### Challenge 1
Answer these questions using the Personal Audio Space article:
(a) What does being tethered to the sound source by wires do to the listener?
(b) What is Ivan Tashev's role?
(c) Which group is Jasha Droppo a researcher with?
### Challenge 2
Write a continuation of the article on Personal Audio Space, picking up after its final sentence.

### Excerpt
Personal Audio Space: The Headphones Experience sans Headphones

Many people are accustomed to donning headphones to enjoy music at a desired volume without inflicting their tunes on others nearby. But there are tradeoffs inherent in the headphones experience. For one, you’re generally physically tethered to the sound source via wires, inhibiting your movement. Second, the headphones tend to isolate you from your physical environment. What if such limitations could be overcome? Within Microsoft Research, a trio of researchers has moved beyond “what if” and “how” toward “when".

“We’re trying to recreate the headphone experience without headphones,” says Jasha Droppo, a researcher with the Speech Technology Group. Droppo, along with teammates Ivan Tashev, a software architect, and Michael Seltzer, a fellow researcher, has developed a project called Personal Audio Space, which they define as a semi-private, energy-efficient system for real-time communication.

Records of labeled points

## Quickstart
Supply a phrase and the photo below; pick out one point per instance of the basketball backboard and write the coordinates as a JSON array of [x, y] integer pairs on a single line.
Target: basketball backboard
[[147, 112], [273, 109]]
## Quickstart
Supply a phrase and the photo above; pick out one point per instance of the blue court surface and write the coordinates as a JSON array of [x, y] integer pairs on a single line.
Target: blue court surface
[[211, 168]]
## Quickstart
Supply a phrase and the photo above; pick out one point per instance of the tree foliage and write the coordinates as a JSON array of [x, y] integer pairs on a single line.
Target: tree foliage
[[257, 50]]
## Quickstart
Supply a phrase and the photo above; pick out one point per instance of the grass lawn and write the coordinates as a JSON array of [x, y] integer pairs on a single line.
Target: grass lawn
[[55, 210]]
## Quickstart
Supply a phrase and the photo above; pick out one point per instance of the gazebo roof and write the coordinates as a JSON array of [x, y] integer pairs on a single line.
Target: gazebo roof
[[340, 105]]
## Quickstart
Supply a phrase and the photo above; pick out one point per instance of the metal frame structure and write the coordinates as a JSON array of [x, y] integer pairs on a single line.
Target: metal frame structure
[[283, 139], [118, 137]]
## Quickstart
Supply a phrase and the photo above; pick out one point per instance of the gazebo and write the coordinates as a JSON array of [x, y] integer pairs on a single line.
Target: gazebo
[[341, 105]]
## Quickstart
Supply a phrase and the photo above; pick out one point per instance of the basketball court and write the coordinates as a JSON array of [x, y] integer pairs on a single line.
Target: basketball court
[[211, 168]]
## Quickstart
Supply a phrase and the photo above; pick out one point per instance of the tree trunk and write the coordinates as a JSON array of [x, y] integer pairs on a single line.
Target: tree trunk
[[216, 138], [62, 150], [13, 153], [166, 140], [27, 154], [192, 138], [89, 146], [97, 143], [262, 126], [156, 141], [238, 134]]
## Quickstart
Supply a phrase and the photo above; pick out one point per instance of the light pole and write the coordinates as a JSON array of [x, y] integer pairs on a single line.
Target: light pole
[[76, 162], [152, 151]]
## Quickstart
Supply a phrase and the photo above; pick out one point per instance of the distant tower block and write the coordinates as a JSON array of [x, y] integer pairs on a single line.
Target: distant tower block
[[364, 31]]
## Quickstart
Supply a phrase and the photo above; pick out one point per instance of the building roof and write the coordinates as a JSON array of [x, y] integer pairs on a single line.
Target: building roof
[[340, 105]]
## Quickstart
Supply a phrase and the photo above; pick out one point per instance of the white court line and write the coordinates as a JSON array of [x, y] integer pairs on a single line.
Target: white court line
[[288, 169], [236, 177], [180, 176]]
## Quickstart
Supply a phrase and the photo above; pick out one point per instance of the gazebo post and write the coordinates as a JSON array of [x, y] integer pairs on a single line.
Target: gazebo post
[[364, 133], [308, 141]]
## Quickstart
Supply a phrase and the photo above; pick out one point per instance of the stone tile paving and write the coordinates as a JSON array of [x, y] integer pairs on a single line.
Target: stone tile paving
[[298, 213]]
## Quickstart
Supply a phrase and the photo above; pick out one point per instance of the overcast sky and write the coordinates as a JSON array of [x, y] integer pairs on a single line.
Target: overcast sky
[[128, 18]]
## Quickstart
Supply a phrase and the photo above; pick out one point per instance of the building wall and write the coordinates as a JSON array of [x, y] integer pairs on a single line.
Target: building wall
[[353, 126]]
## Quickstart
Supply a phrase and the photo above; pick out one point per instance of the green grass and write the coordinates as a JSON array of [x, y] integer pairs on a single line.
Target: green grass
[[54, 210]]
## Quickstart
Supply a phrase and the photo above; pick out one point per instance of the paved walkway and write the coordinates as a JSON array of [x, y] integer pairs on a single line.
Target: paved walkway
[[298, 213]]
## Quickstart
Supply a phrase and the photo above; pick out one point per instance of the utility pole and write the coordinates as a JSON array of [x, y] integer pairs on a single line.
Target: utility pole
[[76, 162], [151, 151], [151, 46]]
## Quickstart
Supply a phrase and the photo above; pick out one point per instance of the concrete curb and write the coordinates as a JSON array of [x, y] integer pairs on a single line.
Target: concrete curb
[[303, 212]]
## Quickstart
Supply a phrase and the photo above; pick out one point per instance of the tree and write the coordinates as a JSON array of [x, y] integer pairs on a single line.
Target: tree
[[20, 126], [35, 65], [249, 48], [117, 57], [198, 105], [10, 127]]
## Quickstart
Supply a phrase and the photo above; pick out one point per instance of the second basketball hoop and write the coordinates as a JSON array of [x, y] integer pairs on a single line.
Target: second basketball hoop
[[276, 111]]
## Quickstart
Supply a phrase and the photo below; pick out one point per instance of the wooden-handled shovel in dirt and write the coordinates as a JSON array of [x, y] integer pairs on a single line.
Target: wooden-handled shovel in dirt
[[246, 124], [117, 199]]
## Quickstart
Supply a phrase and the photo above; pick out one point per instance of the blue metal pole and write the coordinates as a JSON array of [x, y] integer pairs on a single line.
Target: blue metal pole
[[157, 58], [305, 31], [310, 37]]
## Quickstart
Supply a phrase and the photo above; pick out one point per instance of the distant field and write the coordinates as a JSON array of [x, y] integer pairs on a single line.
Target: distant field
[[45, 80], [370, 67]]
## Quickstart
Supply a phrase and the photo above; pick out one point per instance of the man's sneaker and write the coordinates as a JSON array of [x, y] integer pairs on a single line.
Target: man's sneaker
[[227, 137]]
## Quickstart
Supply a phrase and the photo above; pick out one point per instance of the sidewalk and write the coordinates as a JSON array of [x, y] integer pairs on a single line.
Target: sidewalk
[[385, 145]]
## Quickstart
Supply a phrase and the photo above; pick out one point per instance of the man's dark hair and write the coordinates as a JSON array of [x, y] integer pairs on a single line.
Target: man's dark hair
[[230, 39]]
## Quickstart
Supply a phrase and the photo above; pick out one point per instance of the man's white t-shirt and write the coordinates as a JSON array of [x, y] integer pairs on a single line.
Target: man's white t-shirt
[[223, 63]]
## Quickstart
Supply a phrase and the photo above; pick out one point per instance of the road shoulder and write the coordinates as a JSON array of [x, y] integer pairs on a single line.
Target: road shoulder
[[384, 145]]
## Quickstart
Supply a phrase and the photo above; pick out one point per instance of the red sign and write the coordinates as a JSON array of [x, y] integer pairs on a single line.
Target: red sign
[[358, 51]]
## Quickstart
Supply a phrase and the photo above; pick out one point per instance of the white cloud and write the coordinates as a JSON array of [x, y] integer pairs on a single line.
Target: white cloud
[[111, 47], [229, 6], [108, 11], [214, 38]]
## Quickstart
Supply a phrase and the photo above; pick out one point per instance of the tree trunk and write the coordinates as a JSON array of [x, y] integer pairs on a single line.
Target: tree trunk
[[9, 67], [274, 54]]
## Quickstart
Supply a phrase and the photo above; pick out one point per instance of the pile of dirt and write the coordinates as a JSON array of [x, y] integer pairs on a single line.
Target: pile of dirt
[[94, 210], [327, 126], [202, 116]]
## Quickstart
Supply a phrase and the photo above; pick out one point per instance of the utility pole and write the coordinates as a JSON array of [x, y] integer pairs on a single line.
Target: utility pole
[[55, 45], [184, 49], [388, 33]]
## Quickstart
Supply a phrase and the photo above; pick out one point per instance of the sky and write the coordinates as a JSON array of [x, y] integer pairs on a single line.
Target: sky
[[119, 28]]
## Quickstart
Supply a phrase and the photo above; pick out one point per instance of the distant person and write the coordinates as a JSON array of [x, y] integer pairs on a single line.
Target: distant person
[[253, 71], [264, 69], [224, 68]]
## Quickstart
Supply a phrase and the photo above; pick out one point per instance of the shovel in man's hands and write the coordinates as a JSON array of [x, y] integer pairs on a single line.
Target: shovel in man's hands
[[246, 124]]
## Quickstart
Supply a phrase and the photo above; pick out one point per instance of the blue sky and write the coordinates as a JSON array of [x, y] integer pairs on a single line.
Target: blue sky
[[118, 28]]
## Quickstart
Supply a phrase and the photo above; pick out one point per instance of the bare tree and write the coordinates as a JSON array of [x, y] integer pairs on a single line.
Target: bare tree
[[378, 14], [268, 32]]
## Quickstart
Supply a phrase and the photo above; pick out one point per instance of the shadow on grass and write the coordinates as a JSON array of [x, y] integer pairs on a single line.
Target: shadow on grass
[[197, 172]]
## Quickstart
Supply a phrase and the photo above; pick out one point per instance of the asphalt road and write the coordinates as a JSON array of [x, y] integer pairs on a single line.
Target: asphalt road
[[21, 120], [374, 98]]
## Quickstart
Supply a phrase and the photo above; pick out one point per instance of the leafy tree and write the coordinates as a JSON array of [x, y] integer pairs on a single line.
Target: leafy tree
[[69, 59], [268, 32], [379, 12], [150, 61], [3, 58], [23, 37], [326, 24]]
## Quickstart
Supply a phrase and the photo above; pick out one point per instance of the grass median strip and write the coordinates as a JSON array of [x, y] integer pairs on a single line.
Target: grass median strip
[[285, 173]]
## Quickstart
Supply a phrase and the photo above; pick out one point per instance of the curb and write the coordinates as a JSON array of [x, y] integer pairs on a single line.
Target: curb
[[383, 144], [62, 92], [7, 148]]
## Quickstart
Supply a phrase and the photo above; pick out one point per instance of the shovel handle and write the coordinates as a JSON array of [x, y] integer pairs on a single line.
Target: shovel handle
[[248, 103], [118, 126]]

### Right answer 1
(a) It inhibits the listener's movement.
(b) He is a software architect.
(c) The Speech Technology Group.

### Right answer 2
Personal Audio Space: The Headphones Experience sans Headphones

The project uses multiple speakers to focus sound around the user. This tailored approach enables the user to hear the audio clearly, while people adjacent to the focus area experience the sound, if at all, as much quieter in volume than does the target recipient.

“Ivan, Mike, and I are trying to look at ways computers can work with audio to make the computing experience better,” Droppo says. “We are looking at computer control of multiple audio drivers, multiple speaker cones, to see what kind of interesting things are possible with those.

“There’s a whole area of mathematics that has been developed for microphone arrays and capturing sounds from different directions. How does that apply to sound rendering? What kind of interesting things can we do?”

Jasha Droppo (left), Ivan Tashev (center), and Mike Seltzer display the latest version of their Personal Audio Space sound-targeting speaker array. The team has demonstrated its proof of concept with a deceptively simple piece of hardware. The first prototype consisted of 16 two-inch speaker cones attached to the front of a 42-inch 2-by-4. Even with this array of speakers, they were able to direct sound waves effectively, amplifying some and negating others to define a sweet spot that optimizes projected audio for the listener yet diminishes it for others within hearing range. Although the second prototype, pictured at left, features a baffling box and more intelligent wiring, the principle remains the same.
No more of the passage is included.